CHALLENGE: Express only the records in the stretch from the line containing "the black smoke?" through the line containing "297 234 L 313" as a two-column CSV with the header input,output and one row per record. Put the record's text under input and its answer under output, each in a single quoted field, with line breaks replaced by spaces.

EXERCISE INPUTS:
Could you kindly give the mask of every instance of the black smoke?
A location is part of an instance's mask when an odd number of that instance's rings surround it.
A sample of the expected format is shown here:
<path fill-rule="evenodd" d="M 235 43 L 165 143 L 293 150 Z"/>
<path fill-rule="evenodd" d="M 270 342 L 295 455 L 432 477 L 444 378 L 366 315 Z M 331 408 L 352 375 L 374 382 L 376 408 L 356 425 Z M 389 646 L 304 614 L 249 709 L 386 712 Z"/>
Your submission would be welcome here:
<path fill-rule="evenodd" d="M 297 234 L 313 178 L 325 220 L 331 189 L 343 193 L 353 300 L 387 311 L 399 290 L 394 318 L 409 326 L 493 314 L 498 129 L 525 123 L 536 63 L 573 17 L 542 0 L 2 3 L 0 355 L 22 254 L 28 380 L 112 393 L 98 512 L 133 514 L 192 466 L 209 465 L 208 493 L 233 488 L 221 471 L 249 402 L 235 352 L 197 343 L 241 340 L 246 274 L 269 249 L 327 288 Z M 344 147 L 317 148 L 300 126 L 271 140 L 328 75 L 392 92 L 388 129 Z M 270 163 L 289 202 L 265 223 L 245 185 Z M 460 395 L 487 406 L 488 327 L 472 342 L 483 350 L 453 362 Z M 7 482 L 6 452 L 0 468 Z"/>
...
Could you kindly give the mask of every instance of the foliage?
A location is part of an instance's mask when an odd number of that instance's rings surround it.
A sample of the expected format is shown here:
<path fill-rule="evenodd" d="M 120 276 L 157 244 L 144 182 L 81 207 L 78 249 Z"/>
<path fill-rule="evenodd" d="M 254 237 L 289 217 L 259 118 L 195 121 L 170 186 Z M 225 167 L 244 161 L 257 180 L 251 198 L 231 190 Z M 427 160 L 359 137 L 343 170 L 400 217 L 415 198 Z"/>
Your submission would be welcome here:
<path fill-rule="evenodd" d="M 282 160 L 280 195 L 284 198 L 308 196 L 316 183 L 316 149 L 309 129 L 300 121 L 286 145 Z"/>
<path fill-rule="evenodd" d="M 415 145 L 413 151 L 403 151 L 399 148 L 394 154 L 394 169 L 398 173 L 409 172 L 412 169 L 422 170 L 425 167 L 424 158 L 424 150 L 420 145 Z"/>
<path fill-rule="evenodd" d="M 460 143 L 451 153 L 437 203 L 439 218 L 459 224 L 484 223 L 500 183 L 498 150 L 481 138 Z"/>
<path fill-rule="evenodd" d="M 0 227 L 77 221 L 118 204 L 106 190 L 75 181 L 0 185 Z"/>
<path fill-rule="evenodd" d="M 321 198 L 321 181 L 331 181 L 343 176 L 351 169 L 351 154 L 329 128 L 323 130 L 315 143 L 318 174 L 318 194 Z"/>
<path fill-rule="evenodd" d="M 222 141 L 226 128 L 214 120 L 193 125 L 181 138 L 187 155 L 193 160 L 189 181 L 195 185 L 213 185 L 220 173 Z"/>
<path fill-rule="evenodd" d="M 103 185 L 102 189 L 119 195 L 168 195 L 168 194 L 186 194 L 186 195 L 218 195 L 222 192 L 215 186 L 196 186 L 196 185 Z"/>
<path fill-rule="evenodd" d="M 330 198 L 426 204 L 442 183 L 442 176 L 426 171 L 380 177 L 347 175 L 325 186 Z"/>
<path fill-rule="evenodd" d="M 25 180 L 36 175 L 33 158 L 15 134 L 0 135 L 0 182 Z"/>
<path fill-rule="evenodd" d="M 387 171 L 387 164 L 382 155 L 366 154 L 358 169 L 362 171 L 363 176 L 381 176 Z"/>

OUTPUT BELOW:
input,output
"Could you kindly give the mask of every instance of the black smoke? A location is part of an instance's mask when an odd number of that instance's rings surround it. A sample of the expected format is shown here: <path fill-rule=""evenodd"" d=""M 235 43 L 165 143 L 293 150 Z""/> <path fill-rule=""evenodd"" d=""M 270 342 L 295 455 L 432 477 L 444 378 L 366 315 Z M 331 408 L 352 375 L 374 382 L 376 408 L 356 425 Z M 389 646 L 304 614 L 249 709 L 386 712 Z""/> Your submission would be welcome here:","<path fill-rule=""evenodd"" d=""M 297 234 L 313 178 L 325 220 L 331 189 L 343 193 L 353 300 L 387 311 L 399 290 L 394 318 L 409 326 L 493 314 L 498 129 L 525 123 L 536 63 L 573 17 L 542 0 L 2 3 L 0 355 L 22 254 L 28 380 L 112 393 L 98 512 L 133 514 L 192 466 L 209 465 L 208 493 L 233 488 L 221 471 L 249 402 L 235 352 L 197 343 L 241 340 L 246 274 L 269 249 L 327 288 Z M 344 147 L 317 148 L 300 126 L 271 140 L 328 75 L 392 92 L 388 129 Z M 270 163 L 289 202 L 265 223 L 245 185 Z M 460 395 L 487 406 L 488 327 L 472 342 L 483 350 L 453 362 Z M 7 482 L 6 452 L 0 468 Z""/>"